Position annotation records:
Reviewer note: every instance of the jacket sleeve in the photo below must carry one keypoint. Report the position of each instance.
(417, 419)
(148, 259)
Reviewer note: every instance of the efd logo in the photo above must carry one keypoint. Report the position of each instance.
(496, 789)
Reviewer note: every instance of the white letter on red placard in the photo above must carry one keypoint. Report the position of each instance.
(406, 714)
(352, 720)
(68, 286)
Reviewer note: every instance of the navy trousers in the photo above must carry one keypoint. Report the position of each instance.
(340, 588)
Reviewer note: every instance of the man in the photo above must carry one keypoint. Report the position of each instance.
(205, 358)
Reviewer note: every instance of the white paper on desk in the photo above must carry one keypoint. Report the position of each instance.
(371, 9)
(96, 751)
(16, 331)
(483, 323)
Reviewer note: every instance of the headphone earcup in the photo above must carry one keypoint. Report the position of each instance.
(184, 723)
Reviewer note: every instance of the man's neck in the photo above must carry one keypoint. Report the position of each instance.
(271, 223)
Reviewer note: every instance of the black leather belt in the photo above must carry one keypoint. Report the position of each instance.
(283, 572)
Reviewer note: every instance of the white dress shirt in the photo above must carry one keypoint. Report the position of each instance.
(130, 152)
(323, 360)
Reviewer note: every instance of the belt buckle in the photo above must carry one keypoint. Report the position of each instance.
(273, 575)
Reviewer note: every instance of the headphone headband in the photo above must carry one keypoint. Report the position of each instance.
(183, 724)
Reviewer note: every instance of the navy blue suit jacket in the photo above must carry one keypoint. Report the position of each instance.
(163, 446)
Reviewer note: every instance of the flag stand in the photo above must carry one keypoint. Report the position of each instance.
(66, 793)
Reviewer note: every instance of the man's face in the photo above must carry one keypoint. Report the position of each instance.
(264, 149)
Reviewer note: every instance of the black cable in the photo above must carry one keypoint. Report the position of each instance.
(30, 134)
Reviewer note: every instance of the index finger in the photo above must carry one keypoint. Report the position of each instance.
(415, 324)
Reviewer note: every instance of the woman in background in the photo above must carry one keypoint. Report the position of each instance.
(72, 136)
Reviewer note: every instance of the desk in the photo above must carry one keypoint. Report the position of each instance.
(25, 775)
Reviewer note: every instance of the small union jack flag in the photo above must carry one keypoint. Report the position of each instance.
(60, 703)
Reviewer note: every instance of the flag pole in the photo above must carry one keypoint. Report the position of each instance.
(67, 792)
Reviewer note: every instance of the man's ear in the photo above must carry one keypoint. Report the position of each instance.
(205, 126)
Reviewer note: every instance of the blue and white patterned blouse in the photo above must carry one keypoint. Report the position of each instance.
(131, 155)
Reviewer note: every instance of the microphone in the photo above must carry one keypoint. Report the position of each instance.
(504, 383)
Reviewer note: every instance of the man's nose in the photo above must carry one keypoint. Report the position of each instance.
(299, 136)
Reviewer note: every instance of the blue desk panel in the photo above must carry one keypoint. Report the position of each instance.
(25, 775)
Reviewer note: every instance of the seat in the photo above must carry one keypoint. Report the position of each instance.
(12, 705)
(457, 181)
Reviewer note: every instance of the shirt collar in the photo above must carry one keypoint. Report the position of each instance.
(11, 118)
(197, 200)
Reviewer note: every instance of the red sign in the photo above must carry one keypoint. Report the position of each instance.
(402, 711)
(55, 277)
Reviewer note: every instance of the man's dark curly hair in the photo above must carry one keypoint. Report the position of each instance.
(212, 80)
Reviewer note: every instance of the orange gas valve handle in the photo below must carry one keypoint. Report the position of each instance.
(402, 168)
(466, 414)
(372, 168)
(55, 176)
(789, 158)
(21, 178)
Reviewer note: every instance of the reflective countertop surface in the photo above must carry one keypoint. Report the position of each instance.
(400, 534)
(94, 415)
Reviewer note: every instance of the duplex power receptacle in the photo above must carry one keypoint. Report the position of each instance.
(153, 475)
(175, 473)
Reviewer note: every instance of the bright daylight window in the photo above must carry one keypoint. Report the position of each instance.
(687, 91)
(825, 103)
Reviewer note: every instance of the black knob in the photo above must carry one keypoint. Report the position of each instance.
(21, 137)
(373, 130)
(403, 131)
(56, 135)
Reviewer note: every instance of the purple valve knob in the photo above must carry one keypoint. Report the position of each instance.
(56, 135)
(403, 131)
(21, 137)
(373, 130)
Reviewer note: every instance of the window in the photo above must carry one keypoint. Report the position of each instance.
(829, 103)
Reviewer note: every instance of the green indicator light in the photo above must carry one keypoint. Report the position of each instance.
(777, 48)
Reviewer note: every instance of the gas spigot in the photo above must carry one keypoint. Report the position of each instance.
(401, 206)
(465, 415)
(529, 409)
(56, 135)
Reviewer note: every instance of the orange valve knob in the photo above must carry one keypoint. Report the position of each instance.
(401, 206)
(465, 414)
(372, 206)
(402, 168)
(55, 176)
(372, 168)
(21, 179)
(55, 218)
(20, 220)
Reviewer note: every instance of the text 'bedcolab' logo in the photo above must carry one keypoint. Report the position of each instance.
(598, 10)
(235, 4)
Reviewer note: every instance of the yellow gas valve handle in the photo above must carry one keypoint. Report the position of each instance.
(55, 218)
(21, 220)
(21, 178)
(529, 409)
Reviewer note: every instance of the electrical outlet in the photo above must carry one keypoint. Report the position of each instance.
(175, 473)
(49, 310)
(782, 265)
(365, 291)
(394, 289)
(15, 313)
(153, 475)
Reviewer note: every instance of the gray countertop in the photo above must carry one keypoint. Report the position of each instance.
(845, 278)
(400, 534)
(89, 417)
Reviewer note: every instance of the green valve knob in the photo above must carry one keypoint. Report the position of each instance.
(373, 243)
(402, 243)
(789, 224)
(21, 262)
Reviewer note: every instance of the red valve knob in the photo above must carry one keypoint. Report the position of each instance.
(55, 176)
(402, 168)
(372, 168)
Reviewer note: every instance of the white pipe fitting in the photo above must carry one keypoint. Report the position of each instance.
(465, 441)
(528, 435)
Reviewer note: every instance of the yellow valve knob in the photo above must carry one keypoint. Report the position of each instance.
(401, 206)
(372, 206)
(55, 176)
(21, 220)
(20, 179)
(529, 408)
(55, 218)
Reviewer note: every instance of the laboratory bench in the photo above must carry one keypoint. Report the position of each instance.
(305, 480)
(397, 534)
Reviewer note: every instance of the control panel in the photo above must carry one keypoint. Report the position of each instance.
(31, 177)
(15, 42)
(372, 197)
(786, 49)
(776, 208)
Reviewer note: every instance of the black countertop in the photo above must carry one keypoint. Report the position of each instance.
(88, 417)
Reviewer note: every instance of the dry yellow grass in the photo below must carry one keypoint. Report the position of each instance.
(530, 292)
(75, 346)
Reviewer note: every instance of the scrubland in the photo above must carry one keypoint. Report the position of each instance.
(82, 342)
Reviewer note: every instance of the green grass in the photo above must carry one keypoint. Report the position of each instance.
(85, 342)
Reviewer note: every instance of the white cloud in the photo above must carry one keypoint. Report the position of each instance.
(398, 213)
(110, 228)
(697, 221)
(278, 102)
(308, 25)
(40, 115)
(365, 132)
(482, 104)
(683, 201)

**INSTRUCTIONS FOR THE TASK:** Please return all of the data above verbatim, keeping every line unchanged.

**TASK RESULT:**
Reviewer note: every instance of the jacket sleeve in the photo below must carry one keypoint. Report the position of each instance.
(417, 419)
(148, 259)
Reviewer note: every instance of the efd logo in the photo above must carry one keypoint. Report the position of each instance.
(496, 789)
Reviewer note: every instance of the white letter on red placard in the photo above must carry one keypoint. Report the position of each instance.
(406, 714)
(352, 720)
(68, 286)
Reviewer note: every instance of the navy trousers in the photo above must carry one keypoint. Report the position of each instance.
(340, 588)
Reviewer note: every instance of the man in the photo above must carry one keypoint. Report the position of each instance.
(205, 358)
Reviewer note: every instance of the white paper on desk in the photo above must carry one keypoint. Report the position of each instance.
(371, 9)
(96, 751)
(16, 331)
(483, 323)
Reviewer note: every instance of the headphone earcup in the photo above must carry one keypoint. Report the position of each instance.
(184, 723)
Reviewer note: every instance of the man's neck in the photo above must carry one keypoint. Report the position of each instance.
(271, 223)
Reviewer note: every instance of the black leather belt in the photo above must carry one keypoint. Report the position of each instance.
(283, 572)
Reviewer note: every instance of the white dress shirt in the photo above must carry one keypoint. Report the position of each instance.
(130, 152)
(323, 360)
Reviewer note: every instance of the belt buckle in the photo above must carry one keypoint. Report the position of each instance.
(273, 575)
Reviewer note: every instance of the headphone headband in the photo above must carry one keypoint. Report the position of each instance.
(183, 724)
Reviewer note: every instance of the navy blue suit jacket in the photo above must carry one keypoint. Report the position of each instance.
(163, 446)
Reviewer note: every instance of the flag stand in the photo above must carry one keypoint. Report the position of each instance.
(66, 793)
Reviewer note: every instance of the man's face in the photo above must carry one keypoint. Report the position of each instance.
(264, 149)
Reviewer note: every instance of the black cable in the photo above must carry one keypoint. Report the position of each instance.
(30, 134)
Reviewer note: every instance of the index finger in the photo above must carry one keypoint. Report the position of each instance.
(415, 324)
Reviewer note: every instance of the woman in background in the photo above must carry one keypoint. Report the position of each instance.
(72, 136)
Reviewer note: every instance of the desk in the photo above must carry one keypoint. Report the position of each instance.
(25, 775)
Reviewer note: every instance of the small union jack flag in the photo above must carry one keypoint. Report the position of each instance.
(60, 703)
Reviewer note: every instance of the flag pole in the photo above must carry one keypoint. Report the position of each instance.
(67, 792)
Reviewer note: every instance of the man's ear in the photo above must carry one keypoint. Report the position of each instance.
(205, 126)
Reviewer note: every instance of the blue and white patterned blouse in the photo above must carry one keypoint. Report the position of each instance.
(131, 155)
Reviewer note: every instance of the microphone in the photo above must carry one keypoint. Report the position of each instance.
(504, 383)
Reviewer note: every instance of the man's nose in the photo above must carry one keypoint. Report the position of each instance.
(299, 136)
Reviewer note: every instance of the blue desk panel in the photo above must carry one keypoint. Report the position of each instance.
(25, 775)
Reviewer note: every instance of the seat in the photo above must carry one keypoint. Report the position of each instance.
(12, 705)
(457, 181)
Reviewer note: every instance of the shirt collar in the photo above must carry one keypoint. Report the position of each instance.
(11, 118)
(197, 200)
Reviewer note: every instance of the red sign in the photo above must carry one keypoint. Report the position of each instance.
(402, 711)
(55, 277)
Reviewer note: every instance of the man's dark curly hair in the photo above must carry one keypoint. Report the position of each instance.
(212, 80)
Reviewer note: every instance of the orange gas valve handle in the photo below must carry one keypoint. Report the position of each instance.
(402, 168)
(466, 414)
(372, 168)
(55, 176)
(789, 158)
(21, 178)
Reviewer note: every instance of the reflective countertop surface in the photo above must carry one keypoint. Report the position of each instance.
(400, 534)
(94, 415)
Reviewer note: every instance of the duplex power receptacle in the photo above must carry one keypoint. Report the position of each instance.
(153, 475)
(175, 473)
Reviewer note: every instance of the bright daylight window in the photo above must carry one keypoint. Report the position of each instance.
(687, 91)
(825, 103)
Reviewer note: every instance of the black knob in the photo above must carry one keypoint. Report the position of each instance.
(21, 137)
(373, 130)
(403, 131)
(56, 135)
Reviewer note: every instance of the purple valve knob in the photo above must carry one keypoint. Report the position of each instance.
(56, 135)
(403, 131)
(21, 137)
(373, 130)
Reviewer note: every instance of the window in the photo above must carry one keypoint. Report the position of each instance.
(829, 103)
Reviewer note: every instance of the green indicator light in the photo above must carry one keypoint. Report the position of each instance.
(777, 48)
Reviewer note: every instance of the gas spigot in the photo above must carry one keypoint. Report the position of each instance.
(401, 206)
(465, 415)
(529, 409)
(56, 135)
Reviewer note: every instance of the orange valve knob in the photo above must carry one keypoint. Report the position of each instance.
(401, 206)
(465, 414)
(372, 206)
(402, 168)
(55, 176)
(372, 168)
(21, 179)
(55, 218)
(20, 220)
Reviewer note: every instance of the text 'bedcolab' logo in the photo above must carry one keypoint. Report the position of each instance.
(598, 10)
(235, 4)
Reviewer note: every instance of the yellow gas valve handle in the photo above must carry one keypoint. Report the position of each instance.
(55, 218)
(21, 220)
(21, 178)
(529, 409)
Reviewer note: every instance of the electrical outlet in the photo above must carry one keypoint. Report the position of each instance.
(175, 473)
(49, 310)
(782, 265)
(365, 291)
(394, 289)
(15, 313)
(153, 475)
Reviewer note: every instance of the gray countertop in the photo above must carry one keypoint. Report the position of each instance.
(845, 278)
(400, 534)
(89, 417)
Reviewer note: every instance of the green valve knob in the photo above must carry one keypoint. Report the position of each instance.
(373, 243)
(402, 243)
(789, 224)
(21, 262)
Reviewer note: every instance of the red valve knob in the photo above must carry one keypoint. Report the position of each instance.
(55, 176)
(402, 168)
(372, 168)
Reviewer note: every instance of the white pipe fitting in the photo above must carry one keypoint. Report the position of each instance.
(465, 441)
(528, 435)
Reviewer note: every instance of the yellow valve knob in the photo above must carry one keypoint. Report the position of each instance.
(401, 206)
(372, 206)
(55, 176)
(21, 220)
(20, 179)
(529, 408)
(55, 218)
Reviewer note: every instance of the laboratory bench in the photo above must carry one keypoint. Report the position of each instance.
(305, 480)
(397, 534)
Reviewer note: every instance of the control panel in the photo above must carry one keypoint. Report the position of each instance.
(31, 177)
(15, 42)
(372, 197)
(786, 49)
(776, 208)
Reviewer note: every instance of the black countertop in the photo above must carry one keypoint. Report the position of each instance.
(88, 417)
Reviewer note: every instance of the dry yellow grass in the photo below must carry one keypoint. Report the position of each instance.
(530, 292)
(75, 346)
Reviewer note: every instance of the scrubland in the photo above must carry one keypoint. Report the position of each instance.
(82, 342)
Reviewer note: every instance of the green grass in the photo above must carry one keypoint. Report the position of each instance.
(85, 342)
Reviewer note: every instance of the white cloud in the photo above must carry one keypoint. Report the position of each instance.
(398, 213)
(110, 228)
(697, 221)
(278, 102)
(308, 25)
(40, 115)
(365, 132)
(482, 104)
(683, 201)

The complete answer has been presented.